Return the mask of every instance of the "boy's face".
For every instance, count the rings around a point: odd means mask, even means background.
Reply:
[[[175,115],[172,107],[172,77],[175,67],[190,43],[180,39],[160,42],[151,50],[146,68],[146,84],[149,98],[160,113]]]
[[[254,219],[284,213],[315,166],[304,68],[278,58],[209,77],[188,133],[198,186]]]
-=-=-
### Exercise instructions
The records above should be restated word for word in their entirety.

### Task response
Return the mask of every instance of the "boy's face".
For every instance, count the rings around a point: odd means mask, even means background.
Reply:
[[[175,115],[172,107],[172,77],[175,67],[190,43],[180,39],[160,42],[151,50],[146,68],[146,84],[149,98],[160,113]]]
[[[254,219],[284,213],[315,166],[304,68],[278,58],[209,77],[188,133],[198,186]]]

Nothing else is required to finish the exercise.